[Location identification entries]
+++

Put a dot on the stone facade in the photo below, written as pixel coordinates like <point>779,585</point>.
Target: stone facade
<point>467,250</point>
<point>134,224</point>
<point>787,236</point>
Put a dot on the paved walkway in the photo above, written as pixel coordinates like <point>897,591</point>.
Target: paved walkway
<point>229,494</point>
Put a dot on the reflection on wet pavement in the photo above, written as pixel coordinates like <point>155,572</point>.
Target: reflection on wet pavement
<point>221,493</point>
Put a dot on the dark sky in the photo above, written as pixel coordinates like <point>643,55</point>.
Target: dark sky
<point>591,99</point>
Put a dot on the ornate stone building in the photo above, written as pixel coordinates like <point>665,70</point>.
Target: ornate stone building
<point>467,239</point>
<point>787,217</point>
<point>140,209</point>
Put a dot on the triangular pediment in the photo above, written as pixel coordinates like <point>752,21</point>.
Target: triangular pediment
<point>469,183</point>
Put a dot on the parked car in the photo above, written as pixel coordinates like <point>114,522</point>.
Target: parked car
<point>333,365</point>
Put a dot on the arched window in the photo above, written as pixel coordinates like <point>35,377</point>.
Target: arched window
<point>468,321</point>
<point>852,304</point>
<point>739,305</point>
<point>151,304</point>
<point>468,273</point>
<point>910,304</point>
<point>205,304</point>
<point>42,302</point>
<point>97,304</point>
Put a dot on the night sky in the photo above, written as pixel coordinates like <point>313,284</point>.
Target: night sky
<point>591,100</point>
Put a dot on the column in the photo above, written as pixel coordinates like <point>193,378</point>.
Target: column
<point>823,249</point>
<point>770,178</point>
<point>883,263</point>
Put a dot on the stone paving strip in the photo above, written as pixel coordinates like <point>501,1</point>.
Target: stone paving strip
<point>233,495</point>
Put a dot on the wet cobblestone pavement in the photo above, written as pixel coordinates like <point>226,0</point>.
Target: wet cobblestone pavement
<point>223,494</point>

+++

Can you format every line of the data above as a JSON list of strings, one string per line, leaving out any blank lines?

[
  "Put a dot on the stone facade in the photo below, written as pixel coordinates like <point>779,585</point>.",
  "Target: stone facade",
  "<point>467,250</point>",
  "<point>134,224</point>",
  "<point>787,236</point>",
  "Put a dot on the paved walkway in the photo above, written as pixel coordinates like <point>897,591</point>.",
  "Target: paved walkway",
  "<point>229,494</point>",
  "Put a dot on the reflection on wet pavement in the photo above, written as pixel coordinates like <point>155,572</point>.",
  "Target: reflection on wet pavement",
  "<point>221,493</point>",
  "Put a dot on the dark sky in the photo above, written as pixel coordinates like <point>643,55</point>.",
  "Target: dark sky",
  "<point>591,99</point>",
  "Put a dot on the ornate stone building in the photo above, written as pixel coordinates like <point>665,70</point>.",
  "Target: ornate stone building",
  "<point>467,239</point>",
  "<point>787,217</point>",
  "<point>140,209</point>",
  "Put a dot on the triangular pediment in the photo above, written as pixel coordinates like <point>752,21</point>.",
  "Target: triangular pediment",
  "<point>469,183</point>",
  "Put a dot on the parked car in the photo above, written as pixel coordinates like <point>114,522</point>.",
  "Target: parked car",
  "<point>333,365</point>",
  "Put a dot on the arched window in the photo above, written as pixel coordinates like <point>35,377</point>.",
  "Target: arched window",
  "<point>468,321</point>",
  "<point>852,304</point>",
  "<point>739,305</point>",
  "<point>151,304</point>",
  "<point>468,273</point>",
  "<point>910,304</point>",
  "<point>205,304</point>",
  "<point>42,302</point>",
  "<point>97,304</point>",
  "Put a dot on the night sky in the photo above, written as pixel coordinates like <point>313,284</point>.",
  "Target: night sky",
  "<point>591,100</point>",
  "Put a dot on the column in the photo above, written as pixel coordinates like <point>193,378</point>.",
  "Target: column",
  "<point>823,249</point>",
  "<point>770,178</point>",
  "<point>883,263</point>",
  "Put a dot on the stone paving strip in the photo above, written as pixel coordinates like <point>501,1</point>.",
  "Target: stone paving strip",
  "<point>233,495</point>",
  "Put a dot on the wet cobblestone pavement in the photo above, written as pixel coordinates like <point>226,0</point>.",
  "Target: wet cobblestone pavement",
  "<point>223,494</point>"
]